== Problem to work on ==
Rewrite the records from the line with "baseboard present in the image above." to the line with "[159,85,208,96]", swapping "green folded towel" for "folded green towel" and changing nothing else.

* Start Information given *

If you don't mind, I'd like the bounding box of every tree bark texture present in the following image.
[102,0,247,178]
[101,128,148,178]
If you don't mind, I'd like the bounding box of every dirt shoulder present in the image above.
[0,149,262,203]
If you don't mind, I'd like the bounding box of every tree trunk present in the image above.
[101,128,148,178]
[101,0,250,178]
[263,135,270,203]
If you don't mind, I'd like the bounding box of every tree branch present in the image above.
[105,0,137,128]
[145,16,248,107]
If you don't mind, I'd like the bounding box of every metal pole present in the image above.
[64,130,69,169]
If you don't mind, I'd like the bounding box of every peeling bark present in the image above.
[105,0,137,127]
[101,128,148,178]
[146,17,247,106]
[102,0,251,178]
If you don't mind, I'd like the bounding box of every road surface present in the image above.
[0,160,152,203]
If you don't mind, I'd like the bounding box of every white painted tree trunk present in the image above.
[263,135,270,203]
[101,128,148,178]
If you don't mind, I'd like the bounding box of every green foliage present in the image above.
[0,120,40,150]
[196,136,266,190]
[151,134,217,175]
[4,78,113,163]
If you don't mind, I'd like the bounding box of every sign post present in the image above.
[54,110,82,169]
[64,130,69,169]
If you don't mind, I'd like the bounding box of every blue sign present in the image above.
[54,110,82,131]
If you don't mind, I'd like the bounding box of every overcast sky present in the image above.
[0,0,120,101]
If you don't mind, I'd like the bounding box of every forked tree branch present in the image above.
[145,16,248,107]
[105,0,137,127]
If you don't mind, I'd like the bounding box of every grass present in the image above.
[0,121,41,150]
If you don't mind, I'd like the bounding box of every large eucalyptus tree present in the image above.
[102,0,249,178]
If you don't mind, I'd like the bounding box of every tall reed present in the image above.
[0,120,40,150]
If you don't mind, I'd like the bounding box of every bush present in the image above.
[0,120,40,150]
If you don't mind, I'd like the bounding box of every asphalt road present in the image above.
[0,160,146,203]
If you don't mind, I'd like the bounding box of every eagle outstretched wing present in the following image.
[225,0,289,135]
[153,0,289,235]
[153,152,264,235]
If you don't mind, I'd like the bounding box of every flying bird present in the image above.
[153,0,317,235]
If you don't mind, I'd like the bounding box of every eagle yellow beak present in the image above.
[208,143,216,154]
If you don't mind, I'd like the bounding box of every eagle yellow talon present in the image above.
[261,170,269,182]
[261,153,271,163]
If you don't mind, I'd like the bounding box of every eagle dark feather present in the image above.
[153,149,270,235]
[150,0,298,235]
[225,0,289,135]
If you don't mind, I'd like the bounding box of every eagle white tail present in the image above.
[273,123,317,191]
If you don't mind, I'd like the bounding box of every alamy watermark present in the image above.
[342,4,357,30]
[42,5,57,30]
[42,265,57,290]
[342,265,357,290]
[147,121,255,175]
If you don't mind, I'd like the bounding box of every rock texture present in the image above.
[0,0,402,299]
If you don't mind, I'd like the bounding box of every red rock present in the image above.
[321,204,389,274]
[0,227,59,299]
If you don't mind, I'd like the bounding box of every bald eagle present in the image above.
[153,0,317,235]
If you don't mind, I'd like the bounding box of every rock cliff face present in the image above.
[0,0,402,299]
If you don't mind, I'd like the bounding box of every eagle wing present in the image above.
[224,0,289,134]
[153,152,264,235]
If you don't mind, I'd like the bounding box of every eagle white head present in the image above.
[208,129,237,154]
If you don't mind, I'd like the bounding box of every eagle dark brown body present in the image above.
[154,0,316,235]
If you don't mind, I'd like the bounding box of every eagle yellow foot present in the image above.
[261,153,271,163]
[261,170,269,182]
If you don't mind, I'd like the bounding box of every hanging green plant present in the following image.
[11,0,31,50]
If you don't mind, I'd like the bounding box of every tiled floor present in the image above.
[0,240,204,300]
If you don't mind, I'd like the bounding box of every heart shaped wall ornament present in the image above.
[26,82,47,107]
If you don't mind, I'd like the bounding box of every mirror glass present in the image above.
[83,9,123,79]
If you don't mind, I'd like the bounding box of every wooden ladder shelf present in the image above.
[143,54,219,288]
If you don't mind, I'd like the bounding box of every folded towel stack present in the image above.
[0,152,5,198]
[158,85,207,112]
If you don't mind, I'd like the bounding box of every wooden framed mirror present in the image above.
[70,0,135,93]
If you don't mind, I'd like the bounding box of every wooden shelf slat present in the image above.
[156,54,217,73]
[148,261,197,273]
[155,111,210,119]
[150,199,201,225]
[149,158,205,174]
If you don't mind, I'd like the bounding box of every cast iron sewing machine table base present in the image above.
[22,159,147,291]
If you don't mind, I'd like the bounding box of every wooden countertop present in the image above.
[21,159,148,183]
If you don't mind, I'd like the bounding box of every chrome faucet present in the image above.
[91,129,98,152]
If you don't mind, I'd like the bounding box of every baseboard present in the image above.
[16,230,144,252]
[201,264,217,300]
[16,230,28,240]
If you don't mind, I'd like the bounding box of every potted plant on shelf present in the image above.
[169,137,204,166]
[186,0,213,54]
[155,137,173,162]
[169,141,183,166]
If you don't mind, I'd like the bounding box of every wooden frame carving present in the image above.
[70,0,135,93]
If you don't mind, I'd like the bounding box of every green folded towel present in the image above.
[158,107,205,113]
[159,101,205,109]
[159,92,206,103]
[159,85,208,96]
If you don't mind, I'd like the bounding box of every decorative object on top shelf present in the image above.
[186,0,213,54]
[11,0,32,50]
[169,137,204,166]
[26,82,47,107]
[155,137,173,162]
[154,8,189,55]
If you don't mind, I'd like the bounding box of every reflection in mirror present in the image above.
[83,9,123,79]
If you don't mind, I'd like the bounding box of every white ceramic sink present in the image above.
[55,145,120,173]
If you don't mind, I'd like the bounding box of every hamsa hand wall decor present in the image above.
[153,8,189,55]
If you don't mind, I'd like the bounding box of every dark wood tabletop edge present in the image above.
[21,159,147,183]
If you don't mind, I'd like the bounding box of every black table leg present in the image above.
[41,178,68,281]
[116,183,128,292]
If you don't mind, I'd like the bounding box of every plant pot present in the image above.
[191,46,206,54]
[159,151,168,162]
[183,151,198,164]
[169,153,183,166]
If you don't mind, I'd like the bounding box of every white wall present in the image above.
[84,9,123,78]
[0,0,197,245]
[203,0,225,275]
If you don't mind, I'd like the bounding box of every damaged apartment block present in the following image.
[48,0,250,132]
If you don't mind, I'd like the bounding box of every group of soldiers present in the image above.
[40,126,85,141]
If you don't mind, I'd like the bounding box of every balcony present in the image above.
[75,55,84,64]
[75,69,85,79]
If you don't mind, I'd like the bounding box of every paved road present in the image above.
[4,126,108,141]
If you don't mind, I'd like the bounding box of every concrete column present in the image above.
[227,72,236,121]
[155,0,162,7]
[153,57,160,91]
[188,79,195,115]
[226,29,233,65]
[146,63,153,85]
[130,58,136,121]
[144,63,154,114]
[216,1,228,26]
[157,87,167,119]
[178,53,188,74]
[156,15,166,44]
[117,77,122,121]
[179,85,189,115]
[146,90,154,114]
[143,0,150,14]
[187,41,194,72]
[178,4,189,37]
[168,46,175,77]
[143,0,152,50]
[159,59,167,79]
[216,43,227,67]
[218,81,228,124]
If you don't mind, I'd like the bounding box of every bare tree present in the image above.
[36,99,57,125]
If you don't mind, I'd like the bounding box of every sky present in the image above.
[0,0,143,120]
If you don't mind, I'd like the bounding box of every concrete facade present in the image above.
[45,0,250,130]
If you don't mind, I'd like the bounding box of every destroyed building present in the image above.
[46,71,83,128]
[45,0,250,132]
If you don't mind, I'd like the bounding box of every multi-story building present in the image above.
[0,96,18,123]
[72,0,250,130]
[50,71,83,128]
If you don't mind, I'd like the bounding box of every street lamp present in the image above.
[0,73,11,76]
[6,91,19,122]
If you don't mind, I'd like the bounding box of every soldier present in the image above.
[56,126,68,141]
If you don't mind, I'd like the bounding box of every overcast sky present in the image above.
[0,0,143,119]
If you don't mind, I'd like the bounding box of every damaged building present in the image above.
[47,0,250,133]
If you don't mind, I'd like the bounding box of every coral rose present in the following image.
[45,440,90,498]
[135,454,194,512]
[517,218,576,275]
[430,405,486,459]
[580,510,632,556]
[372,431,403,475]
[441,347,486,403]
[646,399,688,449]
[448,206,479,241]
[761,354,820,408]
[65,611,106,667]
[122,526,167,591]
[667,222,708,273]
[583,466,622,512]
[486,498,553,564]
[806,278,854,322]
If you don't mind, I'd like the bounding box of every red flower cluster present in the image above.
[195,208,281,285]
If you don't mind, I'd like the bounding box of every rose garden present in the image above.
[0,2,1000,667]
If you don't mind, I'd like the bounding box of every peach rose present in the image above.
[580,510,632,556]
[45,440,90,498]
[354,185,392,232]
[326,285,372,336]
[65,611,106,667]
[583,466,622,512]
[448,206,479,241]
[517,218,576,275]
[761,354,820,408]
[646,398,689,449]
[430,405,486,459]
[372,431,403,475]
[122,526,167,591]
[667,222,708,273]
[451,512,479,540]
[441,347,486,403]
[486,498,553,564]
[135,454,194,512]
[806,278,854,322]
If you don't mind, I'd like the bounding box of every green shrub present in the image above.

* End Information given *

== Output of the task ==
If you don't mind, I'd like the bounding box of every baseboard present in the image above.
[16,230,144,252]
[201,264,217,300]
[16,230,28,240]
If you don't mind, I'd like the bounding box of every potted plant on shelf present in the image above.
[169,137,204,166]
[186,0,213,54]
[155,137,173,162]
[169,141,183,166]
If you don't mind, I'd like the bounding box of every wooden frame carving present in the image above.
[70,0,135,93]
If you don't mind, I'd like the bounding box of every folded green towel present in the image above.
[158,107,205,113]
[159,101,205,109]
[159,92,206,103]
[159,85,208,96]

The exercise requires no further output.